== Point-per-instance localization data ==
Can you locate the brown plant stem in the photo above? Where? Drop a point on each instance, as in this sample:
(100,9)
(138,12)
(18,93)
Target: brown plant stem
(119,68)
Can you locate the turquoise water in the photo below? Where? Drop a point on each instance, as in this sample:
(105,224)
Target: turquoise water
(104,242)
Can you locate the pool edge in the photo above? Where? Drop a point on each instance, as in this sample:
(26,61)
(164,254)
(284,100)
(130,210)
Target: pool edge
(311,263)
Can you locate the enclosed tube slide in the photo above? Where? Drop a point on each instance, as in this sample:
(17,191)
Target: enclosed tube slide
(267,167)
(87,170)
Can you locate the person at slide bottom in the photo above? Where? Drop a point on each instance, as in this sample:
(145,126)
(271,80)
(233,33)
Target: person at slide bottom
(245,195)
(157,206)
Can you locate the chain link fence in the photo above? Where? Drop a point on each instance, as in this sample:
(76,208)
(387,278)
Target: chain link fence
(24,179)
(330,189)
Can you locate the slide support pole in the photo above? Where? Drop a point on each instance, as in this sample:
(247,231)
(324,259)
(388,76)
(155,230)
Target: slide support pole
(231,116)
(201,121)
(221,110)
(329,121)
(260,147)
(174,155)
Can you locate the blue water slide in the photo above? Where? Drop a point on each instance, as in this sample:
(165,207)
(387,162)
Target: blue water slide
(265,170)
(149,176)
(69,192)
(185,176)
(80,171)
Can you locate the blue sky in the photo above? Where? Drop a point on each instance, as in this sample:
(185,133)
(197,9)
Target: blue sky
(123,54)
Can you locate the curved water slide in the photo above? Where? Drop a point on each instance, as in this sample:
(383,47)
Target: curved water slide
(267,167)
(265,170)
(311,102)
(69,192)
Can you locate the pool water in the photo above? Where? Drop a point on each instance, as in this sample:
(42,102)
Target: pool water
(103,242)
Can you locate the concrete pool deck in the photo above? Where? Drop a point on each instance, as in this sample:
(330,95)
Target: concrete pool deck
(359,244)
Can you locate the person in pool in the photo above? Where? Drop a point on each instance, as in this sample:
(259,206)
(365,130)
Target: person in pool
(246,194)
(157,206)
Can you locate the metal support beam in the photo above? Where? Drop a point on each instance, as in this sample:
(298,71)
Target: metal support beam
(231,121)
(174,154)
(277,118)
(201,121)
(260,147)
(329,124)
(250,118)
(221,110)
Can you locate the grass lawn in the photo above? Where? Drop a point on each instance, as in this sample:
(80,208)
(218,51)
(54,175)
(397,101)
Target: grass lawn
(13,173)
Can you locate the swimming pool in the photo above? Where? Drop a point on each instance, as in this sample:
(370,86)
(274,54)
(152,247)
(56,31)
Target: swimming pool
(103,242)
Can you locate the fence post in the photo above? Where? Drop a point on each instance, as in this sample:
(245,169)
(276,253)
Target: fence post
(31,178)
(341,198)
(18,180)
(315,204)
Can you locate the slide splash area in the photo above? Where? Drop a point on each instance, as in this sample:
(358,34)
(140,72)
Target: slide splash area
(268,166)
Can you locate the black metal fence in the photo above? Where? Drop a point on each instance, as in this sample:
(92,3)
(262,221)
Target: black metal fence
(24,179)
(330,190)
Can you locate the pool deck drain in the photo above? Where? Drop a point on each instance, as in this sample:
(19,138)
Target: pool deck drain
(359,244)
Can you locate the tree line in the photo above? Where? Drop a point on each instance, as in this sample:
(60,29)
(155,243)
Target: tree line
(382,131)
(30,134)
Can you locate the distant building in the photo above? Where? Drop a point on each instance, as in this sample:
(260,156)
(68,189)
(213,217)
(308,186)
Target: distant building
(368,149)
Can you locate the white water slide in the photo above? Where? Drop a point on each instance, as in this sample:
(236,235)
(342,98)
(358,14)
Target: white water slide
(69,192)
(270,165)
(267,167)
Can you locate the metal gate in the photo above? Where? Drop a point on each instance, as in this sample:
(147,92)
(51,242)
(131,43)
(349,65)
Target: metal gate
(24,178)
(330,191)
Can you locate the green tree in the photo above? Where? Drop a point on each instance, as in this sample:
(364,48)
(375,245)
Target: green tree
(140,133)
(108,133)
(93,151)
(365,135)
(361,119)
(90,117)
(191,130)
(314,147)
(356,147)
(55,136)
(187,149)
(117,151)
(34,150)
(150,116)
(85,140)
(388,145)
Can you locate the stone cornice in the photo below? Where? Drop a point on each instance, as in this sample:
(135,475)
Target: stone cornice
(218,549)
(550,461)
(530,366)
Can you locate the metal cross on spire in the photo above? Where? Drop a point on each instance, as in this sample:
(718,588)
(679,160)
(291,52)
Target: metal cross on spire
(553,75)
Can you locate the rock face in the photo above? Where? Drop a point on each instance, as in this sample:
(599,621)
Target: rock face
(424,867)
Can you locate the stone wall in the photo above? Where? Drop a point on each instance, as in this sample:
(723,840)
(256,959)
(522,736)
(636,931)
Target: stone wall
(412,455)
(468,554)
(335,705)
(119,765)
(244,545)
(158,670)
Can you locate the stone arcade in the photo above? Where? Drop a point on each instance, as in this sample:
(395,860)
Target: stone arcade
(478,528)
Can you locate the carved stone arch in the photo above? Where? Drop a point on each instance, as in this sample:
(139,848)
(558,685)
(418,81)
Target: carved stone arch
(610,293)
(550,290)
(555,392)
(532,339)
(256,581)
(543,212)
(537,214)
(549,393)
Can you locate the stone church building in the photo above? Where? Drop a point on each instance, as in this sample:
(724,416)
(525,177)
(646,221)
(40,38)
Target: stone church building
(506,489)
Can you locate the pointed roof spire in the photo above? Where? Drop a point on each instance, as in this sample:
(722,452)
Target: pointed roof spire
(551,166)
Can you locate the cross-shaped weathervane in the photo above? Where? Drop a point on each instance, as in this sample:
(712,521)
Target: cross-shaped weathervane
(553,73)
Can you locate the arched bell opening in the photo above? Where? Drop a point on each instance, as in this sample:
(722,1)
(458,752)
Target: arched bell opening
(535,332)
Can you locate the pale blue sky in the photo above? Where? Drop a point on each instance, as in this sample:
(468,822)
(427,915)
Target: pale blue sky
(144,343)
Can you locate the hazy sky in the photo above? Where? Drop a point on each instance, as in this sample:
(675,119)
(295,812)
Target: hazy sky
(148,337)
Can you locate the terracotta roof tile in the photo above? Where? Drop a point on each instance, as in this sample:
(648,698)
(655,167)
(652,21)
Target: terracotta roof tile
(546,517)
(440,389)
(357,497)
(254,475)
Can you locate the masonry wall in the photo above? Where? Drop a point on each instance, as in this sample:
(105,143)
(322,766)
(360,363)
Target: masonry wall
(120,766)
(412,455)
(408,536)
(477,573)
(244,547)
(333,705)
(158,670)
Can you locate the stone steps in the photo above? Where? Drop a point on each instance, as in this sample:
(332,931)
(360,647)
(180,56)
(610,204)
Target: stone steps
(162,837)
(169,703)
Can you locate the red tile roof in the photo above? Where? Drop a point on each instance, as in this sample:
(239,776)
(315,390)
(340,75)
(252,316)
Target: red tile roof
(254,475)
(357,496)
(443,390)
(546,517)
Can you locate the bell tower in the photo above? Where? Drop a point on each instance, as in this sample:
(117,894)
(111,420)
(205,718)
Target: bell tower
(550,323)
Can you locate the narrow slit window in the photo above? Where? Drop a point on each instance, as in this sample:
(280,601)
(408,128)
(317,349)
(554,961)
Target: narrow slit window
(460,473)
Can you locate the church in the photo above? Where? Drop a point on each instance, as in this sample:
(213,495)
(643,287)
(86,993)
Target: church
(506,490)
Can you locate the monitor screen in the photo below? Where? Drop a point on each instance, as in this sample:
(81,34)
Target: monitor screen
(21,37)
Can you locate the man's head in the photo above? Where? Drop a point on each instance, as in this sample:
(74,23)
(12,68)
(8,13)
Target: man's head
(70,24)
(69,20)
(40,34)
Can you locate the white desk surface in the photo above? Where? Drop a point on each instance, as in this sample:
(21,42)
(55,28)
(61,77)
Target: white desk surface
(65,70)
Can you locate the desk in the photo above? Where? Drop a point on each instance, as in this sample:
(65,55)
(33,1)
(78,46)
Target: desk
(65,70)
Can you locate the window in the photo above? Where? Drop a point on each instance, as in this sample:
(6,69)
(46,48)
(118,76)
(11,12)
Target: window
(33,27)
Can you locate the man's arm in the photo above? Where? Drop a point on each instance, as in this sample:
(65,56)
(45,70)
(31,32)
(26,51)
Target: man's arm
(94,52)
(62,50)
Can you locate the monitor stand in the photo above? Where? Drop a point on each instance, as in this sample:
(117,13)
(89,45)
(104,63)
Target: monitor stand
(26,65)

== Directions for this task ==
Reproduce every line of the records containing the string "below".

== Solution to this exercise ==
Can you locate the turquoise water in the photo below? Where? Drop a point on each instance, as in this sample:
Can you locate the stone cornice in the photo below? Where? Drop a point on each instance, as in this sample:
Can you locate the monitor screen in the photo below? Where? Drop a point on each instance, as in this sample:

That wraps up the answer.